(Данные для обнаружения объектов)
▽

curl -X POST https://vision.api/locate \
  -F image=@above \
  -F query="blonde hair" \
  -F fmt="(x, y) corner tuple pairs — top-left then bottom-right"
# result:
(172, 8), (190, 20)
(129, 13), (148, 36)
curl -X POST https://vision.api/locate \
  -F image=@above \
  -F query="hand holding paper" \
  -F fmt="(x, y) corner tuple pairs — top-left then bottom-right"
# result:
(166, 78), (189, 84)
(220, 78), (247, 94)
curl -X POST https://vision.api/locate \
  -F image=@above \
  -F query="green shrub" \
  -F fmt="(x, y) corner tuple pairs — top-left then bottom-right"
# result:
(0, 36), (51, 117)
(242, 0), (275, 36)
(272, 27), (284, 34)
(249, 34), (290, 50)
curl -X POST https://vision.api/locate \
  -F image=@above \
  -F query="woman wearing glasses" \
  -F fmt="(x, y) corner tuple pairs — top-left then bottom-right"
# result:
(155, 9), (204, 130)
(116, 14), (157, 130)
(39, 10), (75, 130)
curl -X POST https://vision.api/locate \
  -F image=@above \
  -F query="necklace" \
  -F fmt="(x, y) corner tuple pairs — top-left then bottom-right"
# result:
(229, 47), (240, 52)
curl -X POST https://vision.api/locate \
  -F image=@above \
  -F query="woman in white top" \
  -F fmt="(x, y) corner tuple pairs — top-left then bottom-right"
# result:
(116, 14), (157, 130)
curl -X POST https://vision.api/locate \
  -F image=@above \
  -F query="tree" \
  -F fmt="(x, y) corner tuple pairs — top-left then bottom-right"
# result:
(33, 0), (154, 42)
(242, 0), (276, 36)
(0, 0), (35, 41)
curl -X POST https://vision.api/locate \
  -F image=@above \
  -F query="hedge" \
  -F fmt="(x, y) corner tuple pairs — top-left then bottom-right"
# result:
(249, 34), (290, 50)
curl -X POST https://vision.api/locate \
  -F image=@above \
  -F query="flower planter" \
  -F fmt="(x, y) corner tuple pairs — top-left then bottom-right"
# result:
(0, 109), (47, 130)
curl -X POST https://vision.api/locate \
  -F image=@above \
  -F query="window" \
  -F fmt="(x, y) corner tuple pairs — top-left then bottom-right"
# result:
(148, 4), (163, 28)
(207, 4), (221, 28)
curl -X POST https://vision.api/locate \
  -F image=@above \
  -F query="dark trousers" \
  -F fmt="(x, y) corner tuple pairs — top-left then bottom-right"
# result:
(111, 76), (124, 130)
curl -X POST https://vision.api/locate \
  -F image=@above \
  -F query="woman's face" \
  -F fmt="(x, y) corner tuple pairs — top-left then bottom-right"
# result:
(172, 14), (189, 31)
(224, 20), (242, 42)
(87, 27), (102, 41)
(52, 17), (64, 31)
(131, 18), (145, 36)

△

:: ЗАДАНИЕ ::
Перепиши строки всех записей выше нумерованным списком и пропусти пустые строки.

:: РЕШЕНИЕ ::
1. curl -X POST https://vision.api/locate \
2.   -F image=@above \
3.   -F query="blonde hair" \
4.   -F fmt="(x, y) corner tuple pairs — top-left then bottom-right"
5. # result:
6. (172, 8), (190, 20)
7. (129, 13), (148, 36)
8. curl -X POST https://vision.api/locate \
9.   -F image=@above \
10.   -F query="hand holding paper" \
11.   -F fmt="(x, y) corner tuple pairs — top-left then bottom-right"
12. # result:
13. (166, 78), (189, 84)
14. (220, 78), (247, 94)
15. curl -X POST https://vision.api/locate \
16.   -F image=@above \
17.   -F query="green shrub" \
18.   -F fmt="(x, y) corner tuple pairs — top-left then bottom-right"
19. # result:
20. (0, 36), (51, 117)
21. (242, 0), (275, 36)
22. (272, 27), (284, 34)
23. (249, 34), (290, 50)
24. curl -X POST https://vision.api/locate \
25.   -F image=@above \
26.   -F query="woman wearing glasses" \
27.   -F fmt="(x, y) corner tuple pairs — top-left then bottom-right"
28. # result:
29. (155, 9), (204, 130)
30. (116, 14), (157, 130)
31. (39, 10), (75, 130)
32. curl -X POST https://vision.api/locate \
33.   -F image=@above \
34.   -F query="necklace" \
35.   -F fmt="(x, y) corner tuple pairs — top-left then bottom-right"
36. # result:
37. (229, 47), (240, 52)
38. curl -X POST https://vision.api/locate \
39.   -F image=@above \
40.   -F query="woman in white top" \
41.   -F fmt="(x, y) corner tuple pairs — top-left then bottom-right"
42. # result:
43. (116, 14), (157, 130)
44. curl -X POST https://vision.api/locate \
45.   -F image=@above \
46.   -F query="tree" \
47.   -F fmt="(x, y) corner tuple pairs — top-left then bottom-right"
48. # result:
49. (33, 0), (154, 42)
50. (242, 0), (276, 36)
51. (0, 0), (35, 41)
52. curl -X POST https://vision.api/locate \
53.   -F image=@above \
54.   -F query="hedge" \
55.   -F fmt="(x, y) corner tuple pairs — top-left then bottom-right"
56. # result:
57. (249, 34), (290, 50)
58. curl -X POST https://vision.api/locate \
59.   -F image=@above \
60.   -F query="flower planter" \
61.   -F fmt="(x, y) corner tuple pairs — top-left then bottom-right"
62. # result:
63. (0, 109), (47, 130)
64. curl -X POST https://vision.api/locate \
65.   -F image=@above \
66.   -F query="window" \
67.   -F fmt="(x, y) corner tuple pairs — top-left then bottom-right"
68. # result:
69. (148, 4), (163, 28)
70. (207, 4), (221, 28)
71. curl -X POST https://vision.api/locate \
72.   -F image=@above \
73.   -F query="dark trousers" \
74.   -F fmt="(x, y) corner tuple pairs — top-left then bottom-right"
75. # result:
76. (111, 76), (124, 130)
77. curl -X POST https://vision.api/locate \
78.   -F image=@above \
79.   -F query="woman's face" \
80.   -F fmt="(x, y) corner tuple pairs — top-left then bottom-right"
81. # result:
82. (172, 14), (189, 31)
83. (224, 20), (242, 42)
84. (87, 27), (102, 41)
85. (52, 17), (64, 31)
86. (131, 18), (145, 36)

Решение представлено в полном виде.